*Exercise set*.
1 – Summarize the Italian coffee guide in two sentences.
2 – Resume the Italian coffee guide after its last entry.

Wednesday, 7 May 2008

What to Order in an Italian Coffee Bar

Ordering a coffee in an Italian coffee bar can be intimidating. Below is a list of types of Italian coffee which you can find at any coffee bar in Italy.

Caffè
An small, strong cup of coffee, or “espresso”.

Caffè Macchiato
A “stained” espresso, meaning an espresso with a few drops of milk. You can order a caffè macchiato “con latte freddo”, with cold milk, or “con latte caldo”, with steamed milk.

Caffè Doppio
A double espresso.

Caffè Lungo
An espresso made with double the amount of water, thereby making it weaker.

Caffè Stretto
An espresso made with less water – very strong!

Caffè Hag
A decaffeinated espresso

Caffè Americano
A strong American-style coffee served in a cup that is larger than an espresso cup but not as large as what you would get in America.

Caffeè Corretto
An espresso with a shot of cognac, grappa, amaro, baileys or other liquers.

*Stored rows*.
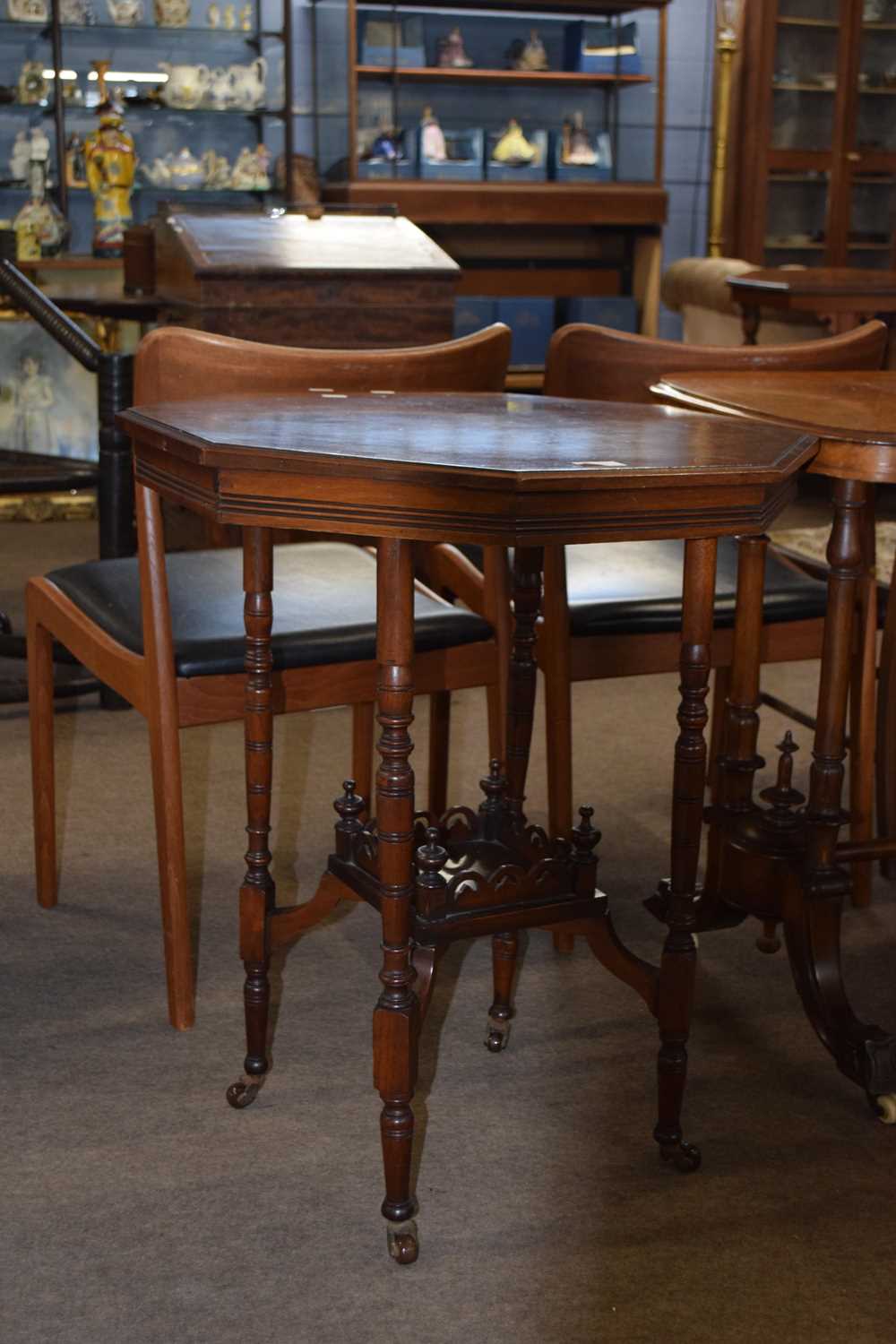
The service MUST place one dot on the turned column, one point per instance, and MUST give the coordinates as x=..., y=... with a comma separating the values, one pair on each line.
x=527, y=599
x=257, y=895
x=677, y=967
x=397, y=1013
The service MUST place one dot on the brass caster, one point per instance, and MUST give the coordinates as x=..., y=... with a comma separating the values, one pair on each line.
x=684, y=1158
x=885, y=1107
x=498, y=1035
x=242, y=1094
x=403, y=1242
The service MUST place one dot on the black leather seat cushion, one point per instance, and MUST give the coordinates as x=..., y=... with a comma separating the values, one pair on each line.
x=634, y=588
x=324, y=607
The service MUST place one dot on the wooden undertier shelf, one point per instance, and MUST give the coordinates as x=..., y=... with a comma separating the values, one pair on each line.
x=506, y=77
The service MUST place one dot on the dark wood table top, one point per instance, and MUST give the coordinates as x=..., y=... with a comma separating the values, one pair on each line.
x=815, y=282
x=853, y=414
x=487, y=468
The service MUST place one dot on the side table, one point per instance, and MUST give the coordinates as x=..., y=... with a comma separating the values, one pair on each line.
x=845, y=295
x=785, y=863
x=489, y=470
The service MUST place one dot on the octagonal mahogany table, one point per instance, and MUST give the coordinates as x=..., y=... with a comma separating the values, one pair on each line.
x=519, y=470
x=783, y=865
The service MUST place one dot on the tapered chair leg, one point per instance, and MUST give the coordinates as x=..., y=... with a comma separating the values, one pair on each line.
x=164, y=747
x=440, y=737
x=363, y=750
x=504, y=948
x=42, y=758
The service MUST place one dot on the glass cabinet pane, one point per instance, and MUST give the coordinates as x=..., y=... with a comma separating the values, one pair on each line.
x=876, y=120
x=805, y=75
x=796, y=218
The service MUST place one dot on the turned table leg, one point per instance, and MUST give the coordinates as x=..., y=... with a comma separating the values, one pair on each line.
x=257, y=895
x=397, y=1018
x=677, y=968
x=814, y=908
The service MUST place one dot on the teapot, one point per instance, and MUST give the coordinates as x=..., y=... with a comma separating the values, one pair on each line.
x=171, y=13
x=247, y=85
x=185, y=85
x=185, y=171
x=218, y=89
x=29, y=11
x=125, y=13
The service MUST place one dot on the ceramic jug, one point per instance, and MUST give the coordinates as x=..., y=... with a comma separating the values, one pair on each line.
x=125, y=13
x=247, y=85
x=185, y=85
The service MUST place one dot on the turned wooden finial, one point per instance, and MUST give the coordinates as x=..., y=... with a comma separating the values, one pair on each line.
x=782, y=796
x=493, y=787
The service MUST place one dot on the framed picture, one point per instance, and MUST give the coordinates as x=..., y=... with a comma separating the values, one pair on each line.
x=47, y=401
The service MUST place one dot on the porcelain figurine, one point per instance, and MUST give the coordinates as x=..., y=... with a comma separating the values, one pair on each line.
x=39, y=225
x=250, y=171
x=513, y=148
x=29, y=11
x=576, y=147
x=185, y=171
x=387, y=147
x=125, y=13
x=185, y=85
x=75, y=166
x=32, y=88
x=247, y=85
x=528, y=56
x=171, y=13
x=77, y=13
x=432, y=139
x=21, y=158
x=452, y=54
x=217, y=171
x=110, y=163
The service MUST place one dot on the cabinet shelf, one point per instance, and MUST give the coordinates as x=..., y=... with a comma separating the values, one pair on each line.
x=511, y=77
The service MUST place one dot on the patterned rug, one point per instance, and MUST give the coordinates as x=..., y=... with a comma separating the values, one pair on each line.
x=812, y=542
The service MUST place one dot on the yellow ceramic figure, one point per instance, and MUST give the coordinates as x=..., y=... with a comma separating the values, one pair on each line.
x=110, y=163
x=513, y=148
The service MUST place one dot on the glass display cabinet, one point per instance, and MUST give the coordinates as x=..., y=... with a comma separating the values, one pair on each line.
x=525, y=140
x=202, y=85
x=817, y=172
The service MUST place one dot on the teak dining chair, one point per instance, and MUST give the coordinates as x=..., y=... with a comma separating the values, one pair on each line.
x=167, y=636
x=616, y=609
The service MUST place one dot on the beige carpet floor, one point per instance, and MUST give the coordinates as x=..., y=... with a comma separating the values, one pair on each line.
x=140, y=1209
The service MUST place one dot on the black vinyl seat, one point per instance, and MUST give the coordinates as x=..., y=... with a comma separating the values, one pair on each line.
x=324, y=607
x=634, y=588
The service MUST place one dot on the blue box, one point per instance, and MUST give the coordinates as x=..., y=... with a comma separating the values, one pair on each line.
x=616, y=311
x=378, y=50
x=599, y=171
x=473, y=314
x=536, y=171
x=600, y=48
x=378, y=168
x=465, y=161
x=530, y=320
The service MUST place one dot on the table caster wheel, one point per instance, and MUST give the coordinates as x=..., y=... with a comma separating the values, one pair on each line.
x=497, y=1037
x=685, y=1158
x=242, y=1094
x=885, y=1107
x=403, y=1242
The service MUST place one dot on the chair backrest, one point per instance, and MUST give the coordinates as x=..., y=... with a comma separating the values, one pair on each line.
x=608, y=366
x=175, y=363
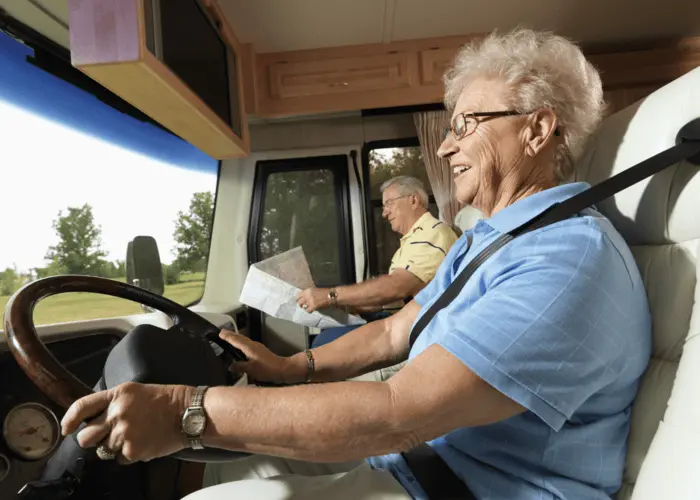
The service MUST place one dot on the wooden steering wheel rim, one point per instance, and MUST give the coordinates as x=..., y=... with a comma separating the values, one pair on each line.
x=42, y=368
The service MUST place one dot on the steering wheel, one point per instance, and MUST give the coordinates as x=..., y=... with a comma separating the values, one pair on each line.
x=189, y=353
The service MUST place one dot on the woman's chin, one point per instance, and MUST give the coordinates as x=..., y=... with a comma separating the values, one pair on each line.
x=464, y=196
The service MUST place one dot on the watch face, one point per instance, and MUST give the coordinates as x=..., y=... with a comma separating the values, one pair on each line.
x=193, y=423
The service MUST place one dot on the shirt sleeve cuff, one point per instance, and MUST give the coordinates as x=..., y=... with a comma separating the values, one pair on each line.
x=504, y=383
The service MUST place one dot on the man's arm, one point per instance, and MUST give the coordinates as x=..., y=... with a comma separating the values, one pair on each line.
x=380, y=291
x=373, y=346
x=433, y=395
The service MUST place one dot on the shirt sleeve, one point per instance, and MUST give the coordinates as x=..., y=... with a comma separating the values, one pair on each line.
x=424, y=252
x=546, y=332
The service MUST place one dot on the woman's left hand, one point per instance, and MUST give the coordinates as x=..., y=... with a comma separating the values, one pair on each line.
x=137, y=422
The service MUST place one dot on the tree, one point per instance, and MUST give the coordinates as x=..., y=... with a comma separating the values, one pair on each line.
x=301, y=210
x=192, y=232
x=388, y=163
x=9, y=281
x=78, y=250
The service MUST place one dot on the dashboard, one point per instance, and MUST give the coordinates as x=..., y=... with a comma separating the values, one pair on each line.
x=30, y=420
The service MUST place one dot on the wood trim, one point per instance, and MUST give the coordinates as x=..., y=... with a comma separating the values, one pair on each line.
x=427, y=60
x=147, y=83
x=250, y=80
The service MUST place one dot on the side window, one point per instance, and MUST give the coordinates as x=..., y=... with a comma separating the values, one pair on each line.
x=80, y=180
x=304, y=202
x=383, y=161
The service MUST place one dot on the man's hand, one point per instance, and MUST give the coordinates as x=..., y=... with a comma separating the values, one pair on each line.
x=313, y=299
x=138, y=422
x=262, y=365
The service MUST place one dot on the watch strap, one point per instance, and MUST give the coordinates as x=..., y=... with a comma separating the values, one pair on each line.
x=197, y=399
x=196, y=403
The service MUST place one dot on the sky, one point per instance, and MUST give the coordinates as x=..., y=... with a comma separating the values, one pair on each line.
x=46, y=167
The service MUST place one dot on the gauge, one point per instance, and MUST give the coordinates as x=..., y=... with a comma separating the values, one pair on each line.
x=31, y=431
x=4, y=467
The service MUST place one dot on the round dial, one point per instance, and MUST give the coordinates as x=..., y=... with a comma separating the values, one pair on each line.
x=31, y=430
x=4, y=467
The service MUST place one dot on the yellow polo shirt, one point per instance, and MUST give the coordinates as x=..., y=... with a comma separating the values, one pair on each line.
x=423, y=247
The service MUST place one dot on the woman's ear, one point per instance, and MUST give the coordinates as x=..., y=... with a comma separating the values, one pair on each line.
x=543, y=126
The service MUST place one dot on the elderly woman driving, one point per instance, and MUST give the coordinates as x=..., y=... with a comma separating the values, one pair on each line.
x=521, y=386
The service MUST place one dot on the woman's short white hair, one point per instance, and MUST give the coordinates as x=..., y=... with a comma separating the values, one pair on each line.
x=542, y=70
x=408, y=185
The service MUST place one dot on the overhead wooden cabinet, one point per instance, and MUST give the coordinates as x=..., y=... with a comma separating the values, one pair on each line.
x=194, y=89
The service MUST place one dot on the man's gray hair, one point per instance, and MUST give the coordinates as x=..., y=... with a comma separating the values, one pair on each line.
x=542, y=70
x=408, y=185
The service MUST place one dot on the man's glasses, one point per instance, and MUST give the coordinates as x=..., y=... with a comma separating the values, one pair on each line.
x=465, y=124
x=390, y=203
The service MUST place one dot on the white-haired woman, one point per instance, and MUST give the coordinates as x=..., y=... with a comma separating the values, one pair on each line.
x=521, y=386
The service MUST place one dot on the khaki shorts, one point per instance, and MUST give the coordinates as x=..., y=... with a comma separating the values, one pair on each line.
x=273, y=478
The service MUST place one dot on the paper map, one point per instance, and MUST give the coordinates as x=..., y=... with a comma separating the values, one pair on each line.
x=272, y=286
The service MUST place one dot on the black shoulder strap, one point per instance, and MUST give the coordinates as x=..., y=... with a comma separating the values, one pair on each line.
x=564, y=210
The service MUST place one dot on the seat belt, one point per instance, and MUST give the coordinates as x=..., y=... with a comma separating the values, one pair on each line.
x=437, y=479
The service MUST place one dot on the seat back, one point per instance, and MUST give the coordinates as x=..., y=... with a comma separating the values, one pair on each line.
x=660, y=219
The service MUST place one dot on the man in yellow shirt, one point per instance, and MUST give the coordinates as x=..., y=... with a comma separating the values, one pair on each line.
x=424, y=244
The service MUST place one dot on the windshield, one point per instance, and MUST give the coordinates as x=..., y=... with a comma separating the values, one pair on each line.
x=80, y=180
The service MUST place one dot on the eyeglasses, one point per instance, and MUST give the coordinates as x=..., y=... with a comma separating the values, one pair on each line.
x=465, y=124
x=390, y=203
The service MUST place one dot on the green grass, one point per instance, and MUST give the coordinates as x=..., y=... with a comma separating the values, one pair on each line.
x=82, y=306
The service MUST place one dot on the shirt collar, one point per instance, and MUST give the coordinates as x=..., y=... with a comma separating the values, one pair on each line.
x=523, y=210
x=418, y=224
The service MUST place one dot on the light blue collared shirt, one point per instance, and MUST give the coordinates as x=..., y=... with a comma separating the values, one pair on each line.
x=557, y=320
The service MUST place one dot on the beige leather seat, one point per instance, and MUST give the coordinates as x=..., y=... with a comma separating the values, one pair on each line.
x=660, y=219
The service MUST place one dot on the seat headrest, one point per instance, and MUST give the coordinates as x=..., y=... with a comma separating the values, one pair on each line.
x=666, y=207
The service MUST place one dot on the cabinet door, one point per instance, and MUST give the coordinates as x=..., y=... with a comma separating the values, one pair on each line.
x=434, y=63
x=338, y=76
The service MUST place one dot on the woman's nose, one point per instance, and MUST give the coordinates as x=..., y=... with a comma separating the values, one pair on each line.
x=448, y=147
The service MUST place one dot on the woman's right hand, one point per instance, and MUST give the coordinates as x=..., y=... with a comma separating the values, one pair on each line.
x=262, y=365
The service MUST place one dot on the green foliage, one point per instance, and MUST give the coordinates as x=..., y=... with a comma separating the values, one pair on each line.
x=387, y=163
x=171, y=274
x=9, y=281
x=192, y=232
x=300, y=210
x=78, y=250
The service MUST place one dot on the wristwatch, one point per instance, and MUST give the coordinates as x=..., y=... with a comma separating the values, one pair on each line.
x=194, y=421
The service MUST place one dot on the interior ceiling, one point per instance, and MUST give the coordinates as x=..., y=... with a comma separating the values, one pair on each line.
x=283, y=25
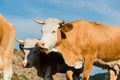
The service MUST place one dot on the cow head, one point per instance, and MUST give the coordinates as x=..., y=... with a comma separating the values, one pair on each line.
x=27, y=46
x=52, y=27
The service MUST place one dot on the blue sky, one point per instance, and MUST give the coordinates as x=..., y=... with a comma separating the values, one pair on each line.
x=21, y=13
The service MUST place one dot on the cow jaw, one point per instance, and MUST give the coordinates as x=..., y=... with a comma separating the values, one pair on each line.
x=49, y=37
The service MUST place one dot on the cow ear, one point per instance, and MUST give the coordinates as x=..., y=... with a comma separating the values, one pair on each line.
x=67, y=27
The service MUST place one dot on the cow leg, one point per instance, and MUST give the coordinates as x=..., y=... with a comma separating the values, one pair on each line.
x=113, y=72
x=87, y=67
x=69, y=74
x=1, y=65
x=8, y=72
x=48, y=74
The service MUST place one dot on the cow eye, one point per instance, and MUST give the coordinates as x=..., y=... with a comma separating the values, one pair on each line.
x=53, y=32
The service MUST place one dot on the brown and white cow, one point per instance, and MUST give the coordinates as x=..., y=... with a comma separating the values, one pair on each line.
x=81, y=40
x=7, y=35
x=46, y=64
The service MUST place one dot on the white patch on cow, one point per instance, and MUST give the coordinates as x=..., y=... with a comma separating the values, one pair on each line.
x=78, y=65
x=49, y=30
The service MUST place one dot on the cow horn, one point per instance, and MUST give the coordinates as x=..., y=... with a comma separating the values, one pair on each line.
x=20, y=41
x=62, y=22
x=38, y=21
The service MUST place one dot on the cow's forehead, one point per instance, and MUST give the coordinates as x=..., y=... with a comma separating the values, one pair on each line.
x=30, y=43
x=51, y=23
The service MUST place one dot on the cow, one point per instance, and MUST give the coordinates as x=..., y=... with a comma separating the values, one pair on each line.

*Results of the tasks*.
1 – The Italian coffee guide notes that ordering a coffee in an Italian coffee bar can be intimidating and lists the types of coffee found at any coffee bar in Italy. Its entries range from a plain espresso and its double, weaker, stronger, and decaffeinated forms to a macchiato with a few drops of milk, an American-style coffee, and an espresso with a shot of a spirit such as cognac or grappa.

2 –
Caffè Freddo
A cold espresso, normally served in a small, glass cup. You can also order a “caffè freddo con panna”, with whipped cream.

Caffè Latte
Normally served at breakfast, a caffè latte is a shot of espresso with an abundant amount of milk, served in a large glass.

Cappuccino
An espresso made with steamed milk, served in a cappuccino cup. Normally served at breakfast.

Cappuccino Freddo
A cold espresso with cold milk, normally served in a mid-sized glass.

Caffè Marocchino
An espresso with a splash of steamed milk and cocoa powder.

Granita di Caffè
A slushy beverage made with iced espresso, separated by one or two layers of fresh whipped cream.

Caffè Shakerato
An espresso shaken with ice and cane sugar, often served in a martini glass. This is normally only consumed during the summer months.

Crema di Caffè (left photo)
An cold espresso blended with cream, topped with cocoa powder, served in a martini glass.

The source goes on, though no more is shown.